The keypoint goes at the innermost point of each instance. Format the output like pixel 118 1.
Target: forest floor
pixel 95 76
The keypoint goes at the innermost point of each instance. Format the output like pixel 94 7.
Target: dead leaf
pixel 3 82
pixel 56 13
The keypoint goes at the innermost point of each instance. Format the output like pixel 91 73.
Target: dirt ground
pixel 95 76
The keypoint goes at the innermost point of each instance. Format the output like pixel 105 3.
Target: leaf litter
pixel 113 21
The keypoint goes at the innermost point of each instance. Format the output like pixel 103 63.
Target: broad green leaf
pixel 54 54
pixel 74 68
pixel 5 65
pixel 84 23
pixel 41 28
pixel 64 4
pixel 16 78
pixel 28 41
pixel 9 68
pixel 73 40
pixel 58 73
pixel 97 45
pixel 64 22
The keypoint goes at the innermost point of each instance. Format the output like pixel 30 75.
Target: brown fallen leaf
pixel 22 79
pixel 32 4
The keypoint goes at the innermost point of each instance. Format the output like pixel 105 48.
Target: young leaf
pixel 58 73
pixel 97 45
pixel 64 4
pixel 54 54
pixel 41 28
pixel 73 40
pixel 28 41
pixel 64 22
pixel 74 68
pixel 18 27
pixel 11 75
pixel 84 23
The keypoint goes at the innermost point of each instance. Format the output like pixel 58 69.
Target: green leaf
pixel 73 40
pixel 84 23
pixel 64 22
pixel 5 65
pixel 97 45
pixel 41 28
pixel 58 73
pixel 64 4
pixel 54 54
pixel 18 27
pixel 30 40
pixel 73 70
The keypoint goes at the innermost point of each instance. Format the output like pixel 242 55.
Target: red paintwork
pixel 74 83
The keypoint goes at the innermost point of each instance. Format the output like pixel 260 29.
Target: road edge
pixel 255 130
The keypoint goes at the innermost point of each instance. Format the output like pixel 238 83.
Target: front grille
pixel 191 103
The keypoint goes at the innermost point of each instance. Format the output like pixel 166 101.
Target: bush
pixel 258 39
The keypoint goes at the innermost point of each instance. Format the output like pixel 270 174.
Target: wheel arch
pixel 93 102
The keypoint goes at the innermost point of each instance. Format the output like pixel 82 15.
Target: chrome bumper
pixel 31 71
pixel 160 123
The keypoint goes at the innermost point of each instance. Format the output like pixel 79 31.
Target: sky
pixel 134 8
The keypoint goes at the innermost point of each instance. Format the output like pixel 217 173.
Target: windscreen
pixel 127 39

__Problem details__: Please copy out the part of the data above that opens with the line containing "pixel 58 69." and closes with the line containing "pixel 191 103", both of those lines included, and keep every line the same.

__Result of this task__:
The keypoint goes at the innermost point of each instance. Format the output like pixel 58 69.
Target: green leaf
pixel 73 40
pixel 84 23
pixel 64 22
pixel 5 65
pixel 97 45
pixel 41 28
pixel 58 73
pixel 64 4
pixel 54 54
pixel 18 27
pixel 30 40
pixel 73 70
The keypoint goes at the innermost point of each instance. Format the output like pixel 242 55.
Target: red paintwork
pixel 74 83
The keypoint goes at the innermost point of each instance. Format the output like pixel 260 29.
Target: road edge
pixel 255 130
The keypoint goes at the innermost point of each instance. Format the output like pixel 238 83.
Target: front grille
pixel 191 103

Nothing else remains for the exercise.